Given exercise: Turn every line of the material below into a numbered list, skipping any blank lines.

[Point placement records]
>> BEGIN

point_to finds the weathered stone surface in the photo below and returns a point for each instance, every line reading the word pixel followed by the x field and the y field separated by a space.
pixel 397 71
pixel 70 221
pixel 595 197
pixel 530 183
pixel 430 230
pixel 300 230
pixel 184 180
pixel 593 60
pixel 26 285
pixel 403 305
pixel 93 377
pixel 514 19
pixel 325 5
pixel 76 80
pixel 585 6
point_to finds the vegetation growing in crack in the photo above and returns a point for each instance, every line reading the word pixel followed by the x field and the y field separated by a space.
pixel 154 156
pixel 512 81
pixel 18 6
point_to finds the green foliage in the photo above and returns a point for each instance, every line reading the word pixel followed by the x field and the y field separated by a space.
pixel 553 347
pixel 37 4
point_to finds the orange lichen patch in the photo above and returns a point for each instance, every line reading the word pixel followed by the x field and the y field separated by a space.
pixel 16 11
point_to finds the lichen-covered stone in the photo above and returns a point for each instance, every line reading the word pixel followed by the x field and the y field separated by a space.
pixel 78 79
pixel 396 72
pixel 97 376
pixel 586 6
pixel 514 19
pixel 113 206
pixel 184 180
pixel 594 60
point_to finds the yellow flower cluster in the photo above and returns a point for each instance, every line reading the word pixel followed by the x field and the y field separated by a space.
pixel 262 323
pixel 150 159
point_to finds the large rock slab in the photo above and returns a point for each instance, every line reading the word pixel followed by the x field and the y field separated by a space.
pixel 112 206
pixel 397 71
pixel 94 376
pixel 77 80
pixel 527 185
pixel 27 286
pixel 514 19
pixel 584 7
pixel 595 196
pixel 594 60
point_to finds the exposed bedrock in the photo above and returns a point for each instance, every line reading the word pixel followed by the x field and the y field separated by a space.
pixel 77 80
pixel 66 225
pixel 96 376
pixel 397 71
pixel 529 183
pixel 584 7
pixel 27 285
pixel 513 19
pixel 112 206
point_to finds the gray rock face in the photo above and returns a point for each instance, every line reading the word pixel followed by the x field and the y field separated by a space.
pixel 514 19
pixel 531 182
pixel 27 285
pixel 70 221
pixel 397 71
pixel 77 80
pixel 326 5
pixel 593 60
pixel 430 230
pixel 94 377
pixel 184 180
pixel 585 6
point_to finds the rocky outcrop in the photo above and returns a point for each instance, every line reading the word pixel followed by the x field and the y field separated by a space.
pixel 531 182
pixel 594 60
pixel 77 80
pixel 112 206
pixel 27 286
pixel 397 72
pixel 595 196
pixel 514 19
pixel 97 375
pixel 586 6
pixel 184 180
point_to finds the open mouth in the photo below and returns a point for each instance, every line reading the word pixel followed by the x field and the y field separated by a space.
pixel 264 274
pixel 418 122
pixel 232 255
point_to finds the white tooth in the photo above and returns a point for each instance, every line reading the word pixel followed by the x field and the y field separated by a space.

>> END

Result of the exercise:
1. point_to finds the weathered stone surface in the photo below and returns a point for each instance, every line reading the word pixel followed by the x field and the y field separated by a space.
2. pixel 397 71
3. pixel 70 221
4. pixel 595 197
5. pixel 530 183
6. pixel 430 230
7. pixel 300 230
8. pixel 184 180
9. pixel 593 60
10. pixel 26 285
11. pixel 403 305
12. pixel 93 377
13. pixel 514 19
14. pixel 325 5
15. pixel 76 80
16. pixel 585 6
17. point_to finds the vegetation growing in crack in the photo above and returns a point for each instance, every line reading the word pixel followed by the x field and the y field separated by a space.
18. pixel 154 156
19. pixel 512 81
20. pixel 18 6
21. point_to finds the green foliage in the photo above and returns a point for each instance, every line reading the word pixel followed by the x field and the y field separated by a space.
22. pixel 553 347
23. pixel 37 4
24. point_to finds the orange lichen patch in the photo above and returns a point for each instance, every line reading the word pixel followed by the x field and the y field separated by a space.
25. pixel 16 11
26. point_to finds the lichen-covered stone in the photo above and returns a point for each instance, every line reading the word pixel followed by the x field and the y field separated by a space.
27. pixel 78 79
28. pixel 396 72
29. pixel 97 376
30. pixel 586 6
31. pixel 514 19
32. pixel 113 206
33. pixel 184 180
34. pixel 594 60
35. point_to finds the yellow flower cluster in the photo above and returns a point for each instance, every line reading the word pixel followed by the x field and the y field separated by a space.
36. pixel 262 323
37. pixel 150 159
38. point_to finds the large rock slab in the photo above and returns a point for each instance, every line reading the word pixel followed by the x field and the y field separated by a space.
39. pixel 112 206
40. pixel 397 71
41. pixel 94 376
42. pixel 77 80
43. pixel 527 185
44. pixel 27 286
45. pixel 514 19
46. pixel 584 7
47. pixel 595 196
48. pixel 594 60
49. point_to finds the exposed bedrock in the photo above and returns a point for each instance, every line reading the word pixel followed by the x field and the y field separated by a space.
50. pixel 77 80
51. pixel 66 225
52. pixel 96 376
53. pixel 397 71
54. pixel 529 183
55. pixel 584 7
56. pixel 27 285
57. pixel 513 19
58. pixel 112 206
59. point_to finds the gray rock face in the photo above and returns a point for each instance, every line reading the word pixel followed by the x field and the y field separated by a space.
60. pixel 514 19
61. pixel 531 182
62. pixel 27 285
63. pixel 70 221
64. pixel 397 71
65. pixel 77 80
66. pixel 326 5
67. pixel 593 60
68. pixel 430 230
69. pixel 94 377
70. pixel 184 180
71. pixel 585 6
72. point_to finds the rocky outcrop in the photo above and returns a point for each instance, every line reading the word pixel followed by the x field and the y field separated by a space.
73. pixel 531 182
74. pixel 594 60
75. pixel 77 80
76. pixel 112 206
77. pixel 27 286
78. pixel 397 72
79. pixel 595 196
80. pixel 514 19
81. pixel 97 375
82. pixel 586 6
83. pixel 184 180
84. point_to finds the open mouth in the photo below and returns a point for each instance, every line reading the word pixel followed by the x field and the y field separated by a space.
85. pixel 264 274
86. pixel 418 122
87. pixel 232 255
88. point_to finds the white tooth in the photo above and returns a point for each instance, every line reading the word pixel followed by the x field and the y field separated by a space.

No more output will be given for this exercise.